▶ _Goal A_
Decide whether each statement agrees with the eagle column, answering yes or no and quoting the deciding words of the column: (i) The writer has seven grandchildren. (ii) The writer says every grandchild is small enough for an eagle to carry off. (iii) The writer dreamt that a grandchild was eaten by a dog.
▶ _Goal B_
Name every kind of animal mentioned in the eagle column.
▶ _Goal C_
Pick up the eagle column after its final sentence and write a few more sentences in the same voice.

▶ _Selected excerpt_

Columns

The eagle has landed…

A TODDLER is about the same size as a lamb. Maybe not a newborn lamb, but one that’s cute and cuddly.

And if a wedge-tailed eagle can carry off a lamb then why not a toddler? Not so woolly, I grant you, but still reasonably easy to hang to.

These are the kind of thoughts that occupy a grandfather’s mind. I can vouch for it. Especially when you – and the toddler – live in eagle country.

And I have seven grandchildren. I’m not sleeping at nights.

True, four of them are too big for an eagle and one of those could put a polar bear to flight, but the others are… well, eagle bait!

I even dreamt that one was eaten by the pig, and the nearest pig is laying in slices in a butcher’s shop in Thuringowa!

What happened to me? I’ve become a grandwimp!

Stored items:
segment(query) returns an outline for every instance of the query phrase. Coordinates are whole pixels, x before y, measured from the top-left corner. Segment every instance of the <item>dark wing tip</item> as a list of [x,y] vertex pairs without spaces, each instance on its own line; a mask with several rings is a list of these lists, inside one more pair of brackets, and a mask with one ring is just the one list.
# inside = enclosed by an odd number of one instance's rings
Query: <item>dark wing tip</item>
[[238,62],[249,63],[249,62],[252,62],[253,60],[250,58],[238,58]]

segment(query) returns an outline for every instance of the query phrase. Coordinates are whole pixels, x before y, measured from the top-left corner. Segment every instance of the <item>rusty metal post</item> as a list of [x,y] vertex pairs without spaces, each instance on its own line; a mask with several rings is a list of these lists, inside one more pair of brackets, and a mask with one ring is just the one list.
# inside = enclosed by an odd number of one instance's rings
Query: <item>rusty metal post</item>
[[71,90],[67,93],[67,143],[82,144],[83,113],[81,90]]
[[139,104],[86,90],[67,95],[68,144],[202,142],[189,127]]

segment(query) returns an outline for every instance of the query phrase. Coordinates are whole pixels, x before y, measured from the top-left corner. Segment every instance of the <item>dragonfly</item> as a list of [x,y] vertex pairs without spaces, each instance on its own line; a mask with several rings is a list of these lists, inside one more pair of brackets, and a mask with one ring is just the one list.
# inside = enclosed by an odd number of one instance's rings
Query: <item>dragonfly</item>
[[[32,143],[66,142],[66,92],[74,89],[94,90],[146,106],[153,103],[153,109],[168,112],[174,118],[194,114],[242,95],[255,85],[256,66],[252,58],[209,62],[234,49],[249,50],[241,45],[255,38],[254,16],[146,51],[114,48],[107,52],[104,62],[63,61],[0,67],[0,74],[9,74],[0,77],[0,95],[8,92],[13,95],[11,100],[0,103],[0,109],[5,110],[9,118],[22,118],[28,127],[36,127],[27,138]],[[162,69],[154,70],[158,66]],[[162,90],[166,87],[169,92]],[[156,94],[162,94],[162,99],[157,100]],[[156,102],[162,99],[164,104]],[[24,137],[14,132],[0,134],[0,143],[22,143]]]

▶ _Task output A_
(i) Yes: "And I have seven grandchildren."
(ii) No: "True, four of them are too big for an eagle"
(iii) No: "I even dreamt that one was eaten by the pig"

▶ _Task output B_
Lamb, wedge-tailed eagle, polar bear, pig.

▶ _Task output C_
It wasn’t like this when I was a dad! I have five children; two broke limbs, one broke his jaw (or had it broken for him); they travelled round the world, fell off bicycles and were brought home by the police; and the only signs of stress I ever showed was a slow change in hair colour from black to grey.

Now I look like a tortured spirit. Hollow-eyed, sunken-cheeked; imagining the worst at every turn.

When my sons wandered too close to a cliff edge I stood at a distance, hands in pockets, and yelled: “Good grief, don’t go so close. Someone else will have to clean up the mess!”

Now my granddaughter meanders near a set of four steps (with grass at the bottom) and it’s: “Oh my God, Lara… Lara stop her. Quick! She’ll break her neck! No – don’t make any sudden moves… she’ll panic. Nobody move! Someone stop her …” by which time everyone has wandered off for a cup of tea.

I don’t even trust their parents. My daughter lifts her daughter off the ground and hurls her skyward, where she screams and giggles, and she catches her on the way down.

What of she didn’t catch her? What if she hit the floor? What if she choked on an apple; what if they run into the road; what if a freak wave comes in and sweeps them off the beach?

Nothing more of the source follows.